(Document extract Opens)

Genomic insights into adaptation to high-altitude environments

Abstract

Elucidating the molecular genetic basis of adaptive traits is a central goal of evolutionary genetics. The cold, hypoxic conditions of high-altitude habitats impose severe metabolic demands on endothermic vertebrates, and understanding how high-altitude endotherms cope with the combined effects of hypoxia and cold can provide important insights into the process of adaptive evolution. The physiological responses to high-altitude stress have been the subject of over a century of research, and recent advances in genomic technologies have opened up exciting opportunities to explore the molecular genetic basis of adaptive physiological traits. Here, we review recent literature on the use of genomic approaches to study adaptation to high-altitude hypoxia in terrestrial vertebrates, and explore opportunities provided by newly developed technologies to address unanswered questions in high-altitude adaptation at a genomic scale.

Figure 1

Schematic representation of HIF regulation of erythropoiesis. Gray boxes represent genome scan-nominated candidate genes that have been hypothesized to contribute to the blunted erythropoietic response in Tibetans. The genes in the white boxes are provided for reference. Note that for simplicity, many other genes that participate in erythropoiesis (for example, hepcidin, ferroportin, transferrin and Janus kinase) have been omitted. Figure modified from those in Semenza (2009) and Simonson et al. (2010).

(Document extract Closes)
(Information provided Opens)

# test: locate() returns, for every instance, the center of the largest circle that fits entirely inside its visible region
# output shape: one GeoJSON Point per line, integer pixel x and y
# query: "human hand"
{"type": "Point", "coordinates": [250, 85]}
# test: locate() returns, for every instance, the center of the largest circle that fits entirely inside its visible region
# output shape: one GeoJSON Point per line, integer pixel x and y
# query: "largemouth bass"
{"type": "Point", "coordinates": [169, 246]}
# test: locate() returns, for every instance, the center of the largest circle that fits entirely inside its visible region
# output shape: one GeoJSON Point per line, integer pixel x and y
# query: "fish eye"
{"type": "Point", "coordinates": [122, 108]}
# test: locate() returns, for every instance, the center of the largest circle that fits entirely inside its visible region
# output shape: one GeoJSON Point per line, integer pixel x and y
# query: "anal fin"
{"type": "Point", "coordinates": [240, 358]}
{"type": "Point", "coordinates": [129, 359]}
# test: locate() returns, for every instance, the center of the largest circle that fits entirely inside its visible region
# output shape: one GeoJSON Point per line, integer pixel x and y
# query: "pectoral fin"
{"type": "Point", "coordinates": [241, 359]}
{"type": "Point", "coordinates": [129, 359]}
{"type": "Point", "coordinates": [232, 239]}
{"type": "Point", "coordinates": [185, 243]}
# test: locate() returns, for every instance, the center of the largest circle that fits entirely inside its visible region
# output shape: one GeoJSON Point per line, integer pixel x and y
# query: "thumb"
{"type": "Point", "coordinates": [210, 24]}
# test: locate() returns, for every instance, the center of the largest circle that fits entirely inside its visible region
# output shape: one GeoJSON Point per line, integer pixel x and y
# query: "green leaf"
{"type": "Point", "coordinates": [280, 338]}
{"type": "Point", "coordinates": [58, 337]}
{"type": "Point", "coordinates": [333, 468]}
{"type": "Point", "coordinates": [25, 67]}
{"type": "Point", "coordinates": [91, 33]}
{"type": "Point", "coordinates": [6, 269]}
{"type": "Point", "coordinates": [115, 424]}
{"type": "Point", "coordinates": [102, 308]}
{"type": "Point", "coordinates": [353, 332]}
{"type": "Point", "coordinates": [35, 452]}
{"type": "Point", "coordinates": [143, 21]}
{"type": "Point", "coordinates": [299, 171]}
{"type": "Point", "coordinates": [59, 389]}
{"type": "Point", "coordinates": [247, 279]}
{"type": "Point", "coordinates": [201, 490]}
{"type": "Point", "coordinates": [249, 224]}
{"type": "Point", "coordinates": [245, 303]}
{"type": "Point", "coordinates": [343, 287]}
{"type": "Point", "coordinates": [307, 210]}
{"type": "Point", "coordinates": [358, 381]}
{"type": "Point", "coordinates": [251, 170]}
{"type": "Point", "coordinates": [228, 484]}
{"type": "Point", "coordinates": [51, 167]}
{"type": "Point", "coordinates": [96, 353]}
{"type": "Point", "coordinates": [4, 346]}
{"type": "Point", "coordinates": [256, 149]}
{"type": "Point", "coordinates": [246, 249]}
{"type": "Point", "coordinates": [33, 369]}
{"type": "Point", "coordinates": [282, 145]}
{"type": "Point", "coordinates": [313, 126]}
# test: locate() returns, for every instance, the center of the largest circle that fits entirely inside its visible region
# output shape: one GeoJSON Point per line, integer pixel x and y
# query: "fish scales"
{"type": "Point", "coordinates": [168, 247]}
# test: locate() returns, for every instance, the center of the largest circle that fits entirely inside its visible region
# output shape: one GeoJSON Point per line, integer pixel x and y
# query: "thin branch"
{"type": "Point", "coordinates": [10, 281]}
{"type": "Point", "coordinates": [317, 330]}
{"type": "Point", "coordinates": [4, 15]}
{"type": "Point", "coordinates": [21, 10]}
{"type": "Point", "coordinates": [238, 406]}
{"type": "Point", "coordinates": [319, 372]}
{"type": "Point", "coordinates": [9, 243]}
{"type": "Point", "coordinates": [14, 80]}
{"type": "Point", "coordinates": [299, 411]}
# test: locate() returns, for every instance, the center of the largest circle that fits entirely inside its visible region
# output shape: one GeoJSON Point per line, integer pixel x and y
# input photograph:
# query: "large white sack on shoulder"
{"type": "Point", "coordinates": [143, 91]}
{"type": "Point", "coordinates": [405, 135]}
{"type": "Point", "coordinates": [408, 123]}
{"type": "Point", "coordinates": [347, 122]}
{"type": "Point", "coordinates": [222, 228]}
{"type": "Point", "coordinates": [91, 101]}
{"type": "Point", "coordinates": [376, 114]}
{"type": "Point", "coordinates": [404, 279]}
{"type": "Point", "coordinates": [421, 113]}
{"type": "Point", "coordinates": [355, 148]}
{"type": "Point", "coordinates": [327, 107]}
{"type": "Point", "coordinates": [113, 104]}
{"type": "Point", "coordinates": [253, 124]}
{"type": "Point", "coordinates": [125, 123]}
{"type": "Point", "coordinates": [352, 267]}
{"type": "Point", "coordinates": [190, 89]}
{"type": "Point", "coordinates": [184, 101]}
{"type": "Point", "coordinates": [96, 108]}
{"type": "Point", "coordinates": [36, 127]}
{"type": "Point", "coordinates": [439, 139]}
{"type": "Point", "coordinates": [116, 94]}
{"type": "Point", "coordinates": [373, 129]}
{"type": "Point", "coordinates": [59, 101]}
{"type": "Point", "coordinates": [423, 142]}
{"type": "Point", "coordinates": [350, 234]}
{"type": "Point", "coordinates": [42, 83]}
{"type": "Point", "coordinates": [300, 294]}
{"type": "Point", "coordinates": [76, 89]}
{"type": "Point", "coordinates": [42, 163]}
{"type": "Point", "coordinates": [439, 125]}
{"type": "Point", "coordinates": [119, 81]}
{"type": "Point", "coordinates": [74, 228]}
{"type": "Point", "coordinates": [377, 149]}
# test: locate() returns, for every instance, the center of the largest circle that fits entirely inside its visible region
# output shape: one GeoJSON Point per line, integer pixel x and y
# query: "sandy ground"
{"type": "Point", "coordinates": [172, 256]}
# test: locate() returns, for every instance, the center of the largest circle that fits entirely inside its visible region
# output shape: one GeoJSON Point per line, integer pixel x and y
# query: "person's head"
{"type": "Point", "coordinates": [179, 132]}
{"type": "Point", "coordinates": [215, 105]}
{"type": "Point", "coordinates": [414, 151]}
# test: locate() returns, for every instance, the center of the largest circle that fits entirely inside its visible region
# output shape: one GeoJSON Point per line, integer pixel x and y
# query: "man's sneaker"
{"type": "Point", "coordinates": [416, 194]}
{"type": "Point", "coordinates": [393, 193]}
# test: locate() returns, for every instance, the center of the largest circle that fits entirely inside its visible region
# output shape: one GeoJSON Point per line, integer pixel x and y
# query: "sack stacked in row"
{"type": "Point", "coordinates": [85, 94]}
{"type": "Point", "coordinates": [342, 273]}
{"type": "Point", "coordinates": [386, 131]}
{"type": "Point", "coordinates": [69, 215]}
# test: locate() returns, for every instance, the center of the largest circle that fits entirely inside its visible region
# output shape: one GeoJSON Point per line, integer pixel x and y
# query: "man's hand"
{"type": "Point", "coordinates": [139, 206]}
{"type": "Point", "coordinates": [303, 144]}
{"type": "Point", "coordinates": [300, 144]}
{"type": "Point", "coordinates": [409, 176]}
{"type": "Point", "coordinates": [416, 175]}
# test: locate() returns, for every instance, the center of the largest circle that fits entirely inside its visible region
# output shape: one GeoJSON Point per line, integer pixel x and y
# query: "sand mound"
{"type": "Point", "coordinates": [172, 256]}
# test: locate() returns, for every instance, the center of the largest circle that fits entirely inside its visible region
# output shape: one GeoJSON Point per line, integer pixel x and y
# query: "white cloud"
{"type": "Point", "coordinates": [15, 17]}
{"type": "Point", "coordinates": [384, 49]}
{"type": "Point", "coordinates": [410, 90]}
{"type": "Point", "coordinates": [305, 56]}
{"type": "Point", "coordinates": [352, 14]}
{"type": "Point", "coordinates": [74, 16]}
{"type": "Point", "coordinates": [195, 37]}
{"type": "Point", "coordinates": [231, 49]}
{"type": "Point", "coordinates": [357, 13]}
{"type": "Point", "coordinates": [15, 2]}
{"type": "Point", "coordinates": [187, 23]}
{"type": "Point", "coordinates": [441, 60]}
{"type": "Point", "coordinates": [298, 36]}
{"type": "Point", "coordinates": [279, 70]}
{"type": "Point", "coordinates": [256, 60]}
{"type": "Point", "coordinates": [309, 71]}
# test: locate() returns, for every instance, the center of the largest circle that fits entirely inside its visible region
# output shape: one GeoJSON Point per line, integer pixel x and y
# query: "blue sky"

(Information provided Closes)

**Tasks for this exercise**
**a)** Answer these about the text on high-altitude adaptation, one line each:
(i) Which two conditions of high-altitude habitats does the abstract say put severe metabolic demands on endothermic vertebrates?
(ii) What do the gray boxes in Figure 1 stand for?
(iii) Which two sources was Figure 1 modified from?
**b)** Write the next part of the text on high-altitude adaptation, picking up after its last sentence.

**Responses to the exercise**
**a)**
(i) Cold and hypoxia.
(ii) Genome scan-nominated candidate genes thought to contribute to the blunted erythropoietic response in Tibetans.
(iii) Semenza (2009) and Simonson et al. (2010).

**b)**
Figure 2

Functional differences between high- and low-altitude deer mouse hemoglobin isoforms. P₅₀ represents the pO₂ at which hemoglobin is 50% saturated, and lower P₅₀ values indicate higher oxygen affinity. High-altitude isoforms exhibit higher oxygen affinity than low-altitude isoforms (lower P₅₀ values) in the presence of allosteric cofactors (2,3 DPG and Cl⁻ ions), but oxygen affinities are similar in their absence. These results demonstrate that differences in oxygen affinity are because of differences in their sensitivity to these erythrocytic allosteric cofactors. Figure modified from data presented in Storz et al. (2009, 2010a).

Figure 3

Cytochrome oxidase kinetics in bar-headed geese. Bar-headed geese differ from lowland congeners in (a) Michaelis–Menton enzyme kinetics, (b) substrate affinity (K_m) and (c) maximal cytochrome oxidase activity (V_max). ^*Significant differences (P<0.05) from both species of lowland geese. Figure modified from Scott et al. (2011).